REQUIREMENTS: Please format the entries below as a JSON list of strings, with one string for each line and any blank lines left out.

EXERCISE INPUTS:
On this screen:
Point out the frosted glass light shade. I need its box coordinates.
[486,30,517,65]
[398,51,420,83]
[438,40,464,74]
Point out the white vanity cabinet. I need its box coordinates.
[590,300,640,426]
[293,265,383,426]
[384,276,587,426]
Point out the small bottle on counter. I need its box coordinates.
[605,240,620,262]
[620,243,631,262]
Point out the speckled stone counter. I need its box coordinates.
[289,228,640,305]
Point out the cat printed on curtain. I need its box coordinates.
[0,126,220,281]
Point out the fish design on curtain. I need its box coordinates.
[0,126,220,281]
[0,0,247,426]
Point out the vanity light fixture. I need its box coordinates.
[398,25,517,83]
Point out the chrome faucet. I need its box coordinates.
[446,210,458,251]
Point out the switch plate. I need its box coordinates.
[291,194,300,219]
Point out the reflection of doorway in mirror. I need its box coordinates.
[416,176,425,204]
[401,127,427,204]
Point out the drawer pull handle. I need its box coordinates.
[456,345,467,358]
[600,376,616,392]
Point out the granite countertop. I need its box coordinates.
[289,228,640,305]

TASK RESPONSE:
[
  "On this screen:",
  "Point out the frosted glass light shade. I need its box coordinates.",
  "[486,30,517,65]",
  "[398,51,420,83]",
  "[438,40,464,74]",
  "Point out the white vanity cabinet. I need its box coordinates.",
  "[590,300,640,426]",
  "[293,265,383,426]",
  "[384,276,587,426]",
  "Point out the small bottle on counter. I need its box coordinates.",
  "[605,240,620,262]",
  "[620,243,631,262]",
  "Point out the speckled stone counter. I need its box coordinates.",
  "[289,228,640,305]",
  "Point out the cat printed on curtain. I need its box coordinates.",
  "[0,126,220,281]",
  "Point out the fish design on curtain. I need its box coordinates.",
  "[0,126,220,281]",
  "[0,0,247,426]",
  "Point out the vanity light fixture. I need its box coordinates.",
  "[398,25,517,83]",
  "Point out the chrome faucet. I need its box coordinates.",
  "[446,210,458,251]",
  "Point out the switch plate. I need its box coordinates.",
  "[291,194,300,219]",
  "Point out the reflection of doorway in mirror. I need its box coordinates.",
  "[416,176,425,204]",
  "[401,127,427,204]",
  "Point out the drawer pull handle. I need its box coordinates.",
  "[456,345,467,358]",
  "[600,376,616,392]",
  "Point out the granite countertop. I need its box coordinates.",
  "[289,228,640,305]"
]